Teil 2 von 5: 2025 haben sich Max Kleesattel, Alma Bestvater, Sandra Hopfensitz, Leonie Lochner und Christoph Hanke aus dem internationalen Wettkampfgeschehen zurückgezogen. Fünf Persönlichkeiten, die den Sport lange geprägt haben:
Christoph Hanke im Gespräch
Nach 17 Jahren Wettkampfsport geht auch Christoph Hanke neue Wege. Bevor wir einen Blick auf seinen sportlichen Werdegang, Stammzellenspende oder Comeback nach einer Schulterverletzung legen, lassen wir Chris selbst zu Wort kommen:
Wer oder was hat dich auf deinem Weg am meisten geprägt?
Eigentlich alles ein bisschen. Die tägliche Routine, das viele Reisen, die Begegnungen mit Menschen aus aller Welt, Verletzungen – und vor allem die Auseinandersetzung mit mir selbst. All das hat mich zu dem gemacht, wer ich heute bin.
Was nimmst du aus dem Sport für deine persönliche Zukunft mit?

* **ENTNOMMENE EINTRÄGE**:
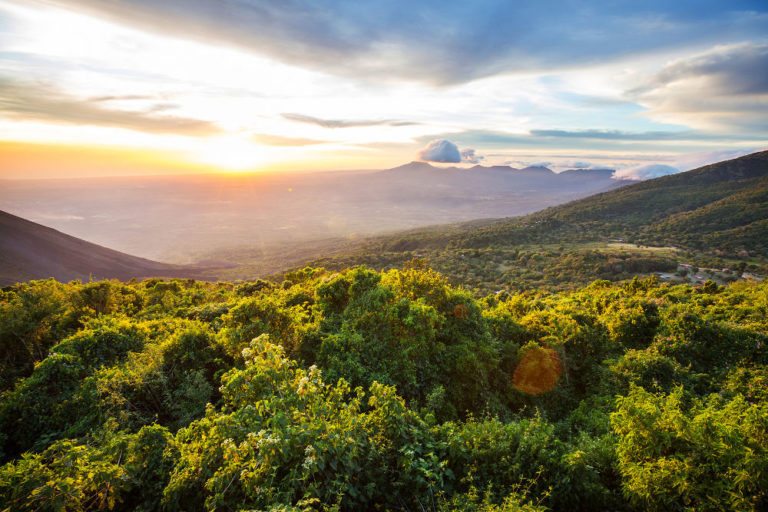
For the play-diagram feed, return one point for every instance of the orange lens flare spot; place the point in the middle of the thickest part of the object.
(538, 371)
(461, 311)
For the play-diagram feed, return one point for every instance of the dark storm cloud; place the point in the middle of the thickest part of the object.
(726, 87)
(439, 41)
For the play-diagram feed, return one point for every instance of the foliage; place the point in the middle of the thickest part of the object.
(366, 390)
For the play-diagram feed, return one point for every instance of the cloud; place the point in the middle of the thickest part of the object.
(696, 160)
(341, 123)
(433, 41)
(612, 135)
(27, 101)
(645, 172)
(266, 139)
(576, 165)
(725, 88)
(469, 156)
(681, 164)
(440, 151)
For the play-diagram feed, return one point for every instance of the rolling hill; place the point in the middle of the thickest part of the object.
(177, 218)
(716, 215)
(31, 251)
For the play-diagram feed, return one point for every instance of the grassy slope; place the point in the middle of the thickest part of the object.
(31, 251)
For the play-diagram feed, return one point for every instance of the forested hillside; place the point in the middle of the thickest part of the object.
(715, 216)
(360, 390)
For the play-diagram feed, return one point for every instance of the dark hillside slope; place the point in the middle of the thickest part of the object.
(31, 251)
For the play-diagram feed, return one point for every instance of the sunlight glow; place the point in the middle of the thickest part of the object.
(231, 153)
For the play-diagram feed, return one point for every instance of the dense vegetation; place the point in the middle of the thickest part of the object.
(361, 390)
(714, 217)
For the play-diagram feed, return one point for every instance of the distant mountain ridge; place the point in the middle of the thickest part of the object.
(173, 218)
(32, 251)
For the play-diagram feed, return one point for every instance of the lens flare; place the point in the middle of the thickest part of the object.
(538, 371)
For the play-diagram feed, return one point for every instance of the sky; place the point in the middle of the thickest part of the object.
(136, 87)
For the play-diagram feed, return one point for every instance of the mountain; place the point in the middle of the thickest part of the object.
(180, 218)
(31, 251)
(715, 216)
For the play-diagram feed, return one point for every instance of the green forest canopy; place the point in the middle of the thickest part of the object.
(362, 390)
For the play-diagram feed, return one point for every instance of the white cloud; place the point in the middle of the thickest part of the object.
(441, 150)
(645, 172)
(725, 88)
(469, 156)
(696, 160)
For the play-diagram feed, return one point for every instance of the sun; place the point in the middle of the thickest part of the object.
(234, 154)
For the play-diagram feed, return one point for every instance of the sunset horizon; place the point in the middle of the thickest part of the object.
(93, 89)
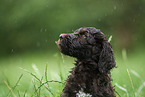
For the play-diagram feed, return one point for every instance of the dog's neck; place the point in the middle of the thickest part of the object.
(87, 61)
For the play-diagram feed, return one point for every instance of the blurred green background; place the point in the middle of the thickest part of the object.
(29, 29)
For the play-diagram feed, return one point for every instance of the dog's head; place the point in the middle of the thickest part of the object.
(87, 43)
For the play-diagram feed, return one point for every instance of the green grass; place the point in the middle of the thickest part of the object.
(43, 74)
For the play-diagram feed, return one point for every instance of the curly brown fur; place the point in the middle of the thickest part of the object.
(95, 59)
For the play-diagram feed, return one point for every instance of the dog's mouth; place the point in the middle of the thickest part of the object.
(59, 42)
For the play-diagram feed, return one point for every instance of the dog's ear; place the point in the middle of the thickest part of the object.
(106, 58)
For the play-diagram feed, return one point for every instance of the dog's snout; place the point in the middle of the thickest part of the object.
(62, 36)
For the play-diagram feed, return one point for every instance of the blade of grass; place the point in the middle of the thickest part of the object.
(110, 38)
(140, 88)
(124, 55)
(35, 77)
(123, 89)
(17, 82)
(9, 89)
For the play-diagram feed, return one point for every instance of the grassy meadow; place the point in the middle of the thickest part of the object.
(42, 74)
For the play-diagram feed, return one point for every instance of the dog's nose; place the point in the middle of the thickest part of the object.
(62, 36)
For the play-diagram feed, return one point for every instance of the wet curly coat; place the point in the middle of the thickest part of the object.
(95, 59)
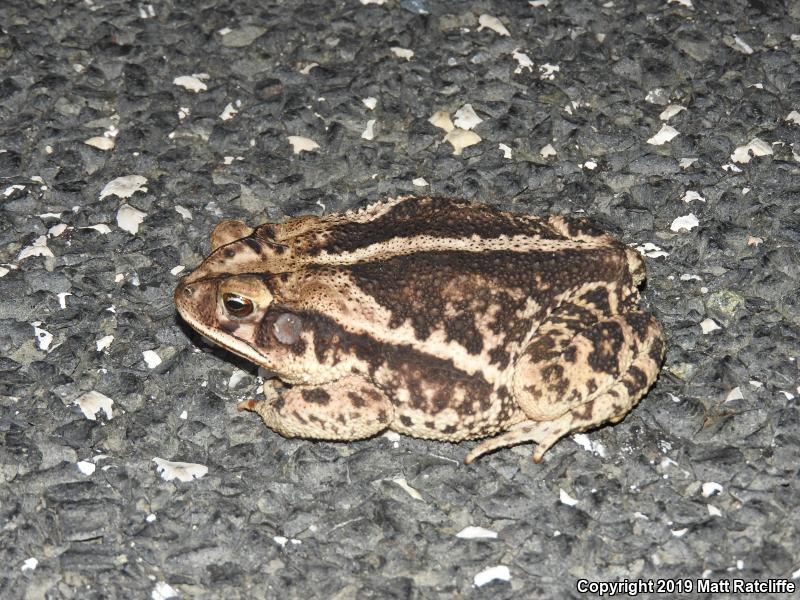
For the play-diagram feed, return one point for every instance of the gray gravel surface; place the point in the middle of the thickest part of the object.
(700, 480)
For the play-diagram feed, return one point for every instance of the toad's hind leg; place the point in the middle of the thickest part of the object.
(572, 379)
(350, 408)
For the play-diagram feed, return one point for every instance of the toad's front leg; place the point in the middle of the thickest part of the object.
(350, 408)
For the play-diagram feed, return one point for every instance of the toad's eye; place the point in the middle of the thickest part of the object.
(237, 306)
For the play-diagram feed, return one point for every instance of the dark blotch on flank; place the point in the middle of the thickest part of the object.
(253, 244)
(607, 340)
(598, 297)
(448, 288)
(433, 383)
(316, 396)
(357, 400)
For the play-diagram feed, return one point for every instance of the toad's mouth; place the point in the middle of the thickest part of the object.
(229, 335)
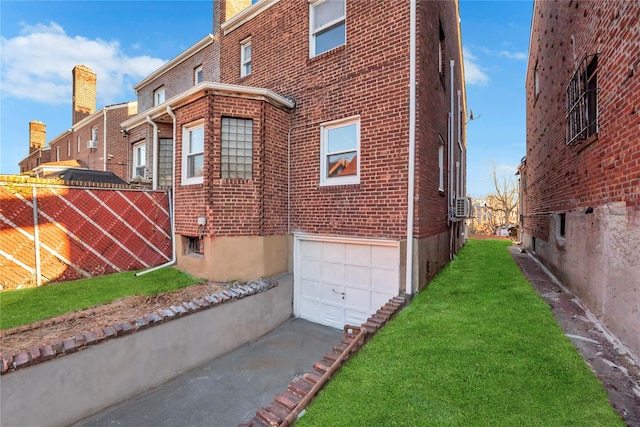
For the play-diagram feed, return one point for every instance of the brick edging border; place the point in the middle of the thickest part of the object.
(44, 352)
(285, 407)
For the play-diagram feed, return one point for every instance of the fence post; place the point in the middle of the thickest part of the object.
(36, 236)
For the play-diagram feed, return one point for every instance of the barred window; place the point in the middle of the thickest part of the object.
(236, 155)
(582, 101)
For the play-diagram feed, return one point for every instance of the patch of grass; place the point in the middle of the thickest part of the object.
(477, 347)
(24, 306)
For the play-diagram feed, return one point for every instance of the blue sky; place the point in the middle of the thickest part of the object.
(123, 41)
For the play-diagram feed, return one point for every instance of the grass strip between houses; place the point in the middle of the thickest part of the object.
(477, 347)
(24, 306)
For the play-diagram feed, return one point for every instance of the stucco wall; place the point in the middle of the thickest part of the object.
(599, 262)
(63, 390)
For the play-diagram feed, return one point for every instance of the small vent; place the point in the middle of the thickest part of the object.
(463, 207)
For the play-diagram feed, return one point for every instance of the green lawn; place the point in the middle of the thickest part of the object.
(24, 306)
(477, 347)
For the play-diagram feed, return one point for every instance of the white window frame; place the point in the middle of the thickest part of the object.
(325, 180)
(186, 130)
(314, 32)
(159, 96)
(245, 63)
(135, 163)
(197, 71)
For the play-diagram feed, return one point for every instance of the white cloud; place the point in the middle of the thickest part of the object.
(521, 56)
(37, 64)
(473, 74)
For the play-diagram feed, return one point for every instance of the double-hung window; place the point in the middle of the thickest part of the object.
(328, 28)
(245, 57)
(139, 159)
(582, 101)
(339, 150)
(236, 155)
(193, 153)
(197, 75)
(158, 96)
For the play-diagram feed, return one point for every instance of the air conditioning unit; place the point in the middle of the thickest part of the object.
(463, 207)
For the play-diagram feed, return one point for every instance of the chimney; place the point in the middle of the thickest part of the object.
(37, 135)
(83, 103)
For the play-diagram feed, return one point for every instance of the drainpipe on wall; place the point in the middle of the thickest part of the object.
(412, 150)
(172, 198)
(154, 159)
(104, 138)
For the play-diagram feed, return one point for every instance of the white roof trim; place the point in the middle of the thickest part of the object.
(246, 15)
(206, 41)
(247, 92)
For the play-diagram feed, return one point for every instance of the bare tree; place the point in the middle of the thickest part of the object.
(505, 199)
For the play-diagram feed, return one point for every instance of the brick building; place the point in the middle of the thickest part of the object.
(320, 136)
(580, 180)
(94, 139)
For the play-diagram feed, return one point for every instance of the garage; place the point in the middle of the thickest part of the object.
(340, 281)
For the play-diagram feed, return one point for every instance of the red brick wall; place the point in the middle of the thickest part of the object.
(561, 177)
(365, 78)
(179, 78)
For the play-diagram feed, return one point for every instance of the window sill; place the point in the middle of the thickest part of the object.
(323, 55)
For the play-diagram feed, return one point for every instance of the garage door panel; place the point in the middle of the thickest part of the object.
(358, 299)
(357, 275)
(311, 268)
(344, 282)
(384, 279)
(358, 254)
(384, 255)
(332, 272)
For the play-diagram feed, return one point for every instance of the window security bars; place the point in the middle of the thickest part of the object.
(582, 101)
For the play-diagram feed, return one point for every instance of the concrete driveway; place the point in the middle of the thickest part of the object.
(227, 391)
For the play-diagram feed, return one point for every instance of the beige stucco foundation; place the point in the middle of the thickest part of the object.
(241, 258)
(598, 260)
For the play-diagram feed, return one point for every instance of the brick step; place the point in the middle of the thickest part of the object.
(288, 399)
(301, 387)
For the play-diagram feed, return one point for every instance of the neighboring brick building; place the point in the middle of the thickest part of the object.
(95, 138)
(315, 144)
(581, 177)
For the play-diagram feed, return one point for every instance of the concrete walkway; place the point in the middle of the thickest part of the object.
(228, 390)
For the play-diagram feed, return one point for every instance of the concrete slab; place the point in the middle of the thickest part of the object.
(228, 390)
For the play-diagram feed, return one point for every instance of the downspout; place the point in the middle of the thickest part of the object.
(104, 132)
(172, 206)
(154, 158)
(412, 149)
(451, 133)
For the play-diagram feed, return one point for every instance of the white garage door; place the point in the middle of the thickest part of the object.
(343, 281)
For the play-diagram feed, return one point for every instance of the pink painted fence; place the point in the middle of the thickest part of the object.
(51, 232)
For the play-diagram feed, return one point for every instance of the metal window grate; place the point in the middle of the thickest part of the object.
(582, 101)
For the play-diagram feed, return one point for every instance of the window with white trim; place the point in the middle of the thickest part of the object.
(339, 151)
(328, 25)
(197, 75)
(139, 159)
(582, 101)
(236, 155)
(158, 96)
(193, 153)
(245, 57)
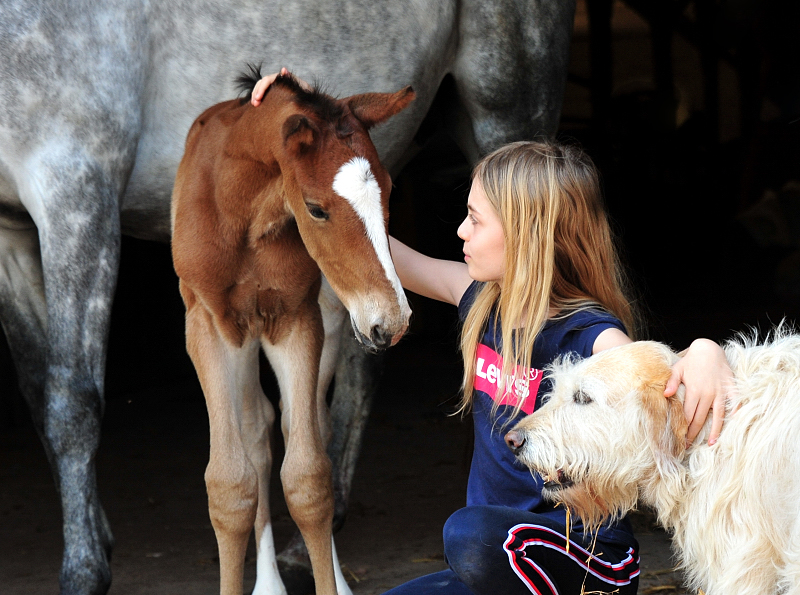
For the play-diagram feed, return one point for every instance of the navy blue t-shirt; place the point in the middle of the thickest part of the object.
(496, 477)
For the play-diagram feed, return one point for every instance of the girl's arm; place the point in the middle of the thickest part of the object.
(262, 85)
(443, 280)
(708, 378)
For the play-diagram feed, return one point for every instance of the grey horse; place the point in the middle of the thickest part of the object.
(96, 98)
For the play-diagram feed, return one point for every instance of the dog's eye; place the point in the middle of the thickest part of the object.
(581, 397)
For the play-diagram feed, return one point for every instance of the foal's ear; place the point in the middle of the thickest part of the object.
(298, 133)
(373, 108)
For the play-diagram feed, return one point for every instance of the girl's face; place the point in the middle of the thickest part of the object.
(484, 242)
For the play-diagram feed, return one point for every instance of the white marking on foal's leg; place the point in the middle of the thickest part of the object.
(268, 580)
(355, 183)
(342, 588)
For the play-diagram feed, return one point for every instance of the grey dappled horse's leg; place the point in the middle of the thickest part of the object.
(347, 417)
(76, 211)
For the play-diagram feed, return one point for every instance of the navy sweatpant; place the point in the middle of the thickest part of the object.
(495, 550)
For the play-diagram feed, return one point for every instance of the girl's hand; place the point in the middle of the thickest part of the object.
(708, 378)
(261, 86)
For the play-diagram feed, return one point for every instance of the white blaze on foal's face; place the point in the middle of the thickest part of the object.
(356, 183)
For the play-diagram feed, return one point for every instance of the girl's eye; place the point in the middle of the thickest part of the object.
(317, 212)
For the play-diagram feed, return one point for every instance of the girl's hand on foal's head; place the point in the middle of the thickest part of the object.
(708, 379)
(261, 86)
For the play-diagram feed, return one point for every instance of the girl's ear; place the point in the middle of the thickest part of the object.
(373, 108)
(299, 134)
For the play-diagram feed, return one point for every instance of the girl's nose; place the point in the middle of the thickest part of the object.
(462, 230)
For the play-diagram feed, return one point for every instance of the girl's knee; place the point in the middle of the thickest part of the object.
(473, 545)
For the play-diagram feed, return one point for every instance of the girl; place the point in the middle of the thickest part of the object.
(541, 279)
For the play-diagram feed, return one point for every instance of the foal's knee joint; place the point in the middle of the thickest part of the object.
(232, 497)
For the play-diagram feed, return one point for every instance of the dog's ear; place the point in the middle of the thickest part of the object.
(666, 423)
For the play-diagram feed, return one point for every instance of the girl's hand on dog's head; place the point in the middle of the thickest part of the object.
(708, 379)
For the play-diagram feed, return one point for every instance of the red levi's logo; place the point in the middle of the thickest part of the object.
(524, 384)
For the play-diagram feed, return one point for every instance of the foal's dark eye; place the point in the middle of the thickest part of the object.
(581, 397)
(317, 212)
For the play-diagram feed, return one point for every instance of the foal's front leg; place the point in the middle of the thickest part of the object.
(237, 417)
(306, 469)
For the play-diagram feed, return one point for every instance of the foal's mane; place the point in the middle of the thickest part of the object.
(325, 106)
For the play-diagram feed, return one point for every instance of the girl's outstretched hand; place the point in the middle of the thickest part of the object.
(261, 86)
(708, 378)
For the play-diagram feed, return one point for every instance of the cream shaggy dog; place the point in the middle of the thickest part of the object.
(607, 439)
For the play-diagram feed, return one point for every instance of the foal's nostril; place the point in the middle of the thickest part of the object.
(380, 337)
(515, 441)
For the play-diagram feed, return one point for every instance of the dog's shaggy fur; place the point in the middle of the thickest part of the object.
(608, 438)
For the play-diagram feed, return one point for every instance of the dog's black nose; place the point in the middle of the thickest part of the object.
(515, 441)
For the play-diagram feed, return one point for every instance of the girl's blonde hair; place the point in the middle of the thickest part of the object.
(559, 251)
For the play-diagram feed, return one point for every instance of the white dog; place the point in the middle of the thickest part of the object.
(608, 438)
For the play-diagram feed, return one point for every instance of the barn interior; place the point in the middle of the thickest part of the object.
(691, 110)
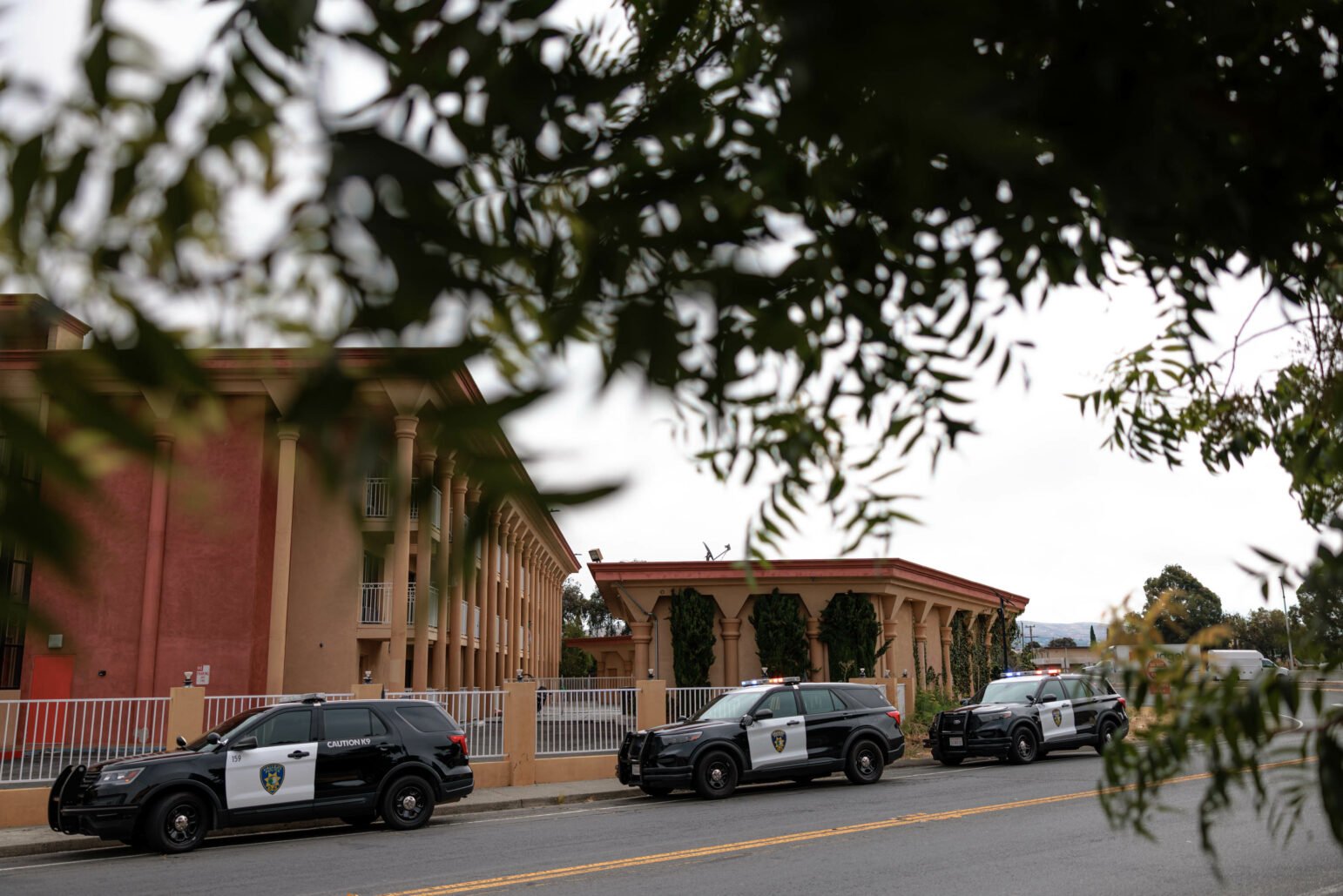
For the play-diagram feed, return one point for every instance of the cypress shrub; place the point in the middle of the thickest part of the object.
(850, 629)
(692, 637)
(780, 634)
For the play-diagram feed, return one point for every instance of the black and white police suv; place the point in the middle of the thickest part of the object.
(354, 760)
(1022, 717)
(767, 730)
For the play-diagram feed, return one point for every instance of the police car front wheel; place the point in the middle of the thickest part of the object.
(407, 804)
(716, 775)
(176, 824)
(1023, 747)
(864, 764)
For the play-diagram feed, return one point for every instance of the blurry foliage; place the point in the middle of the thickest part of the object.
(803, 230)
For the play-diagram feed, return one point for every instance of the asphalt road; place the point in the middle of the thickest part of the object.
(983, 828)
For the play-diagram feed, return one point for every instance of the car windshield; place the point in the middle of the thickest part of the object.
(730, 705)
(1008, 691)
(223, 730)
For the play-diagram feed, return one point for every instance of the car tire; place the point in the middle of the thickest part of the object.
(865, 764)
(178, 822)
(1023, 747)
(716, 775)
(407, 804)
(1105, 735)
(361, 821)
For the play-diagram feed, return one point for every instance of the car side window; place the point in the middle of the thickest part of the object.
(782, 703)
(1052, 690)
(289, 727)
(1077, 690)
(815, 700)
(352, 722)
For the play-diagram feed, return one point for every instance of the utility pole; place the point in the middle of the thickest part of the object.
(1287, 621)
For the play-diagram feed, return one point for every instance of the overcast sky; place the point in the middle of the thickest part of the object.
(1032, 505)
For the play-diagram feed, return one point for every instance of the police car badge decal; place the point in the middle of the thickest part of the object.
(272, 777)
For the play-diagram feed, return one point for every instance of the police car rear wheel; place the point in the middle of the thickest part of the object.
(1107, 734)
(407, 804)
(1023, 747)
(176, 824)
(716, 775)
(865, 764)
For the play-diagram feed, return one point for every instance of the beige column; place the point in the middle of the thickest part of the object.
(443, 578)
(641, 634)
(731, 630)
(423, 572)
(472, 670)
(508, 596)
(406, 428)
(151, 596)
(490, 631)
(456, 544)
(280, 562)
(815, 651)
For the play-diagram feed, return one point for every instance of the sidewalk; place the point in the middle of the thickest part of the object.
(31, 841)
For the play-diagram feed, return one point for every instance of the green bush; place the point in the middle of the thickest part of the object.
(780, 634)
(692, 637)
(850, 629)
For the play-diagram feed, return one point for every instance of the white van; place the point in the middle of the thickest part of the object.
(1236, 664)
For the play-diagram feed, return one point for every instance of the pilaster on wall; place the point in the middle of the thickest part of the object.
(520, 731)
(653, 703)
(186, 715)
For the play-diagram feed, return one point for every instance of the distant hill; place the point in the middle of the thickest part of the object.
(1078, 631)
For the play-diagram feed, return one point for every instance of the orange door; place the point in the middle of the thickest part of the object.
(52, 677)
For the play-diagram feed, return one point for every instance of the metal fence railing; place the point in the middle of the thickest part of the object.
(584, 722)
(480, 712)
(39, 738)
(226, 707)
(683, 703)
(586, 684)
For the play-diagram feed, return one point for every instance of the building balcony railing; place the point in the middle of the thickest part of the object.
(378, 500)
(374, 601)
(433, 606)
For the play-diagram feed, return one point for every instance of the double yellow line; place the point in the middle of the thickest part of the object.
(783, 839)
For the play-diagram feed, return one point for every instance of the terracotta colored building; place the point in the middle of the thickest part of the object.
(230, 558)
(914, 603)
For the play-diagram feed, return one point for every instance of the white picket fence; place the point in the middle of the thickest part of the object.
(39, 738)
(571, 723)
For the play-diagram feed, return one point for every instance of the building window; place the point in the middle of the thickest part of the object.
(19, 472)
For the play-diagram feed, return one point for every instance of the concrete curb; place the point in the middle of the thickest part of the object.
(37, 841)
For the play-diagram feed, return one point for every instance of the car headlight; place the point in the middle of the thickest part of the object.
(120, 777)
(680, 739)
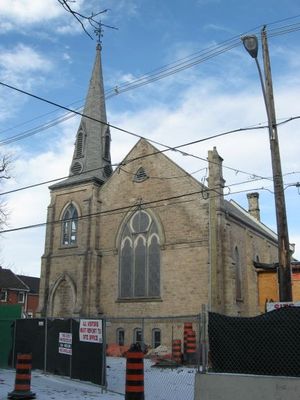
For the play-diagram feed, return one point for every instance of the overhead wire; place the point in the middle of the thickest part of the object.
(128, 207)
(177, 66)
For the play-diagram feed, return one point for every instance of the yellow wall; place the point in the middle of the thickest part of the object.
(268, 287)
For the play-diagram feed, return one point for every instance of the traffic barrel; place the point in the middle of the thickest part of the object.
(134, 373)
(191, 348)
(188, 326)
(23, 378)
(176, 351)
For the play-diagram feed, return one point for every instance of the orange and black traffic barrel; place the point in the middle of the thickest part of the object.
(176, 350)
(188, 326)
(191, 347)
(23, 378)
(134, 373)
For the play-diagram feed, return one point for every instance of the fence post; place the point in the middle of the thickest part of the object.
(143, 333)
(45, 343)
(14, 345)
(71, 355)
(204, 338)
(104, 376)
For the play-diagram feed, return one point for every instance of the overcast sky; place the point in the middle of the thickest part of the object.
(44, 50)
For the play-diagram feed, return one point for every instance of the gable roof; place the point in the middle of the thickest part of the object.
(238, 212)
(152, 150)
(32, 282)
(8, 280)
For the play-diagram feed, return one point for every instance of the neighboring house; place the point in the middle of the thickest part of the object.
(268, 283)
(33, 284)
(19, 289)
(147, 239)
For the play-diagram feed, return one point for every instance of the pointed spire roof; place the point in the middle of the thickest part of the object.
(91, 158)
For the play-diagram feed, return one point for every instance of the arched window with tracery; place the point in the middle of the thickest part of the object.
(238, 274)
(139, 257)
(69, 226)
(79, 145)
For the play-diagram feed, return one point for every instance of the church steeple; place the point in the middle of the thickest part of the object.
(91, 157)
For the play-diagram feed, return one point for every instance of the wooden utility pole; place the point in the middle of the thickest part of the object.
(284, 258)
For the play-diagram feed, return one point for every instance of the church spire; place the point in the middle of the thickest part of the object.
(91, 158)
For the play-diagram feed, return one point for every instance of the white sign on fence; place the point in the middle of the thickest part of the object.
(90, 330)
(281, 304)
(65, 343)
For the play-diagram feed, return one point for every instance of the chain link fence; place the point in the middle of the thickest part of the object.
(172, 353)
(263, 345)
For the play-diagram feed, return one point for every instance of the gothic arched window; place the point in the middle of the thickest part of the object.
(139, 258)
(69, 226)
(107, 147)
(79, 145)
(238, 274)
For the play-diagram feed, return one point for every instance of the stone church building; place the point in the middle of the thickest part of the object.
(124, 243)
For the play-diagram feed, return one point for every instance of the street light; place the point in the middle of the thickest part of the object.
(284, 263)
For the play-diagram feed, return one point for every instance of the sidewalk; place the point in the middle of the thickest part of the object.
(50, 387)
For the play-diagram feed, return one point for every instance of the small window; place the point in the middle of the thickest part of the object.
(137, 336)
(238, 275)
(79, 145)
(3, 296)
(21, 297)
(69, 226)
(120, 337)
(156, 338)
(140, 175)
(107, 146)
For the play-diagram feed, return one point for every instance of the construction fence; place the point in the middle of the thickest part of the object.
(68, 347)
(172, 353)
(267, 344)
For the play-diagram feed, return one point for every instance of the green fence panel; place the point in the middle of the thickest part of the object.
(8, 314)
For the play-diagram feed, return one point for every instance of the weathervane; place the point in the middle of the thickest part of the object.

* **ZU LÖSENDE AUFGABEN**:
- a) Wie viele Jahre hat Christoph Hanke laut dem Textauszug Wettkampfsport gemacht?
- b) Fass den Textauszug in genau zwei Sätzen zusammen.
Die Einträge haben mit dem Textauszug nichts zu tun.

* **LÖSUNGEN IM ÜBERBLICK**:
- a) 17 Jahre.

- b) 2025 haben sich fünf Sportler aus dem internationalen Wettkampfgeschehen zurückgezogen, darunter Christoph Hanke nach 17 Jahren Wettkampfsport. Auf die Frage, was ihn am meisten geprägt hat, nennt er die tägliche Routine, das Reisen, Begegnungen mit Menschen aus aller Welt, Verletzungen und vor allem die Auseinandersetzung mit sich selbst.